Excerpt Block Start

Closing yields, measured in thousandths of a percentage point in
recent years with short-term rates effectively at zero, spiked to
just under two-tenths of a percentage point during the 2011 episode.
They jumped to a third of a point during the 2013 shutdown as
uncertainty reigned, but this year's debt limit debate in late
October saw a rise of only a tenth of a point.
Spikes in the cost of insuring U.S. government debt against default
also moderated with each recurring dispute, even in 2013, for both
one-year and five-year credit default swaps.
RYAN TAKES OVER
Reduced financial market worry about the debt limit has coincided
with increased hesitancy among some Republicans to create standoffs
over the issue, though demand for spending cuts remains high in the
party.
Brat and other fiscal hawks said they expected new House Speaker
Paul Ryan to approach the next debt limit deadline more aggressively
and with more advance planning.
"One of my high hopes for serving under Paul Ryan, is that we're not
going to let these deadlines creep up on us again," said Blake
Farenthold, a conservative Texas Republican.
Ryan in October voted for a bill that would prioritize debt payments
in the event the debt ceiling is not increased, indicating he does
not consider such a scenario unthinkable.
The measure, derided by Democrats as the "Pay China First Act"
because Beijing holds $1.2 trillion in U.S. Treasury debt, drew a
veto threat from the White House, which said the proposal would
force defaults on other obligations, including payments to Medicare
and veterans programs.
Even the few remaining moderate Republicans said there will always
be threats over the debt limit. "I don't think that has gone away,"
said Republican Senator Susan Collins of Maine.

Excerpt Block End

Task list:
**1)** Answer these about the debt limit excerpt:
(a) How far did closing yields jump during the 2013 shutdown?
(b) Who is quoted hoping that deadlines will not creep up again under Paul Ryan?
(c) How much U.S. Treasury debt does Beijing hold?
**2)** Please reproduce the stretch of the debt limit excerpt from "RYAN TAKES OVER" through "a scenario unthinkable." word for word.

Extracted data Block Start

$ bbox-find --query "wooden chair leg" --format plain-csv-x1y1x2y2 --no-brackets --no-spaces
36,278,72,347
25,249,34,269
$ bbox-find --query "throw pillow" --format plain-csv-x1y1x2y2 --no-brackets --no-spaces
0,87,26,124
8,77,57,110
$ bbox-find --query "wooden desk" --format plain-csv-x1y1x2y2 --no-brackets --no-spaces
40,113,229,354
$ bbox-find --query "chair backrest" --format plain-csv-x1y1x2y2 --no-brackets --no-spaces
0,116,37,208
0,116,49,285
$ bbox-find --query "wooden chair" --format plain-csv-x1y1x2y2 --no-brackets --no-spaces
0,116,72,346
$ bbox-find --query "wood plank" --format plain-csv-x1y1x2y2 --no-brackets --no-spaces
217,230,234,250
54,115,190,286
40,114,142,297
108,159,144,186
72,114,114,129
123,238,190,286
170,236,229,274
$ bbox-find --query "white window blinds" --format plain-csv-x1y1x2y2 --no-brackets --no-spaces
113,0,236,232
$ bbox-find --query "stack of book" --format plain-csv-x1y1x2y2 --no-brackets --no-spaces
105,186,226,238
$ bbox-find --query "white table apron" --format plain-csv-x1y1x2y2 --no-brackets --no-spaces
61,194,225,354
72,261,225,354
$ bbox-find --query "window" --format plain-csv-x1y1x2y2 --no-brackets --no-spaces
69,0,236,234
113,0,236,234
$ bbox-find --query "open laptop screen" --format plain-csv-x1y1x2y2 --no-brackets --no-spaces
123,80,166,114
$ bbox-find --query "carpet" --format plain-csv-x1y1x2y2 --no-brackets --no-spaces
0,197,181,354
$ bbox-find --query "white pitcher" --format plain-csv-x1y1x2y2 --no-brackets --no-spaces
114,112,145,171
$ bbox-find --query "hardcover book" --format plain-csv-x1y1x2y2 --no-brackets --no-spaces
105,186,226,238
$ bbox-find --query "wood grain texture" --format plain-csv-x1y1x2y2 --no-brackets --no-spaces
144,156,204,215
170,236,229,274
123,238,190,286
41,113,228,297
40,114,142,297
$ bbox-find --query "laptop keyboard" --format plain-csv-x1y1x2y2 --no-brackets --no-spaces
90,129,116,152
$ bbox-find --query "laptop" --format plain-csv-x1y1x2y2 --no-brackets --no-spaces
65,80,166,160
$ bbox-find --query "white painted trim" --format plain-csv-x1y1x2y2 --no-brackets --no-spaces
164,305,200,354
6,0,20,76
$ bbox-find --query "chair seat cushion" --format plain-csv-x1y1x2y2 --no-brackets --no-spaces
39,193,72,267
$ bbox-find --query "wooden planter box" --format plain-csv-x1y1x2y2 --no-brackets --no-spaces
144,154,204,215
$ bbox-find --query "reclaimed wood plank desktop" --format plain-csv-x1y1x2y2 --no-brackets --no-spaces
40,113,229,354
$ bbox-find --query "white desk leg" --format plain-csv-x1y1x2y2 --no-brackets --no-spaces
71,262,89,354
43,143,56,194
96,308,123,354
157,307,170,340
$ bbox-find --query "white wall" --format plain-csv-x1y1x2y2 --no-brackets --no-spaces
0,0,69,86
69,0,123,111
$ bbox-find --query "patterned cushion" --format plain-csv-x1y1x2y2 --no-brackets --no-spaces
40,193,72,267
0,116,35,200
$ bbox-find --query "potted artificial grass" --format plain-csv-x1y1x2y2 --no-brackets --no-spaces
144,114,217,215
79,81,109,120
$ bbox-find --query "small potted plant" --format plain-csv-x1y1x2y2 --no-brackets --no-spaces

Extracted data Block End

Activity answers:
**1)**
(a) A third of a point.
(b) Blake Farenthold, a conservative Texas Republican.
(c) $1.2 trillion.

**2)**
RYAN TAKES OVER
Reduced financial market worry about the debt limit has coincided
with increased hesitancy among some Republicans to create standoffs
over the issue, though demand for spending cuts remains high in the
party.
Brat and other fiscal hawks said they expected new House Speaker
Paul Ryan to approach the next debt limit deadline more aggressively
and with more advance planning.
"One of my high hopes for serving under Paul Ryan, is that we're not
going to let these deadlines creep up on us again," said Blake
Farenthold, a conservative Texas Republican.
Ryan in October voted for a bill that would prioritize debt payments
in the event the debt ceiling is not increased, indicating he does
not consider such a scenario unthinkable.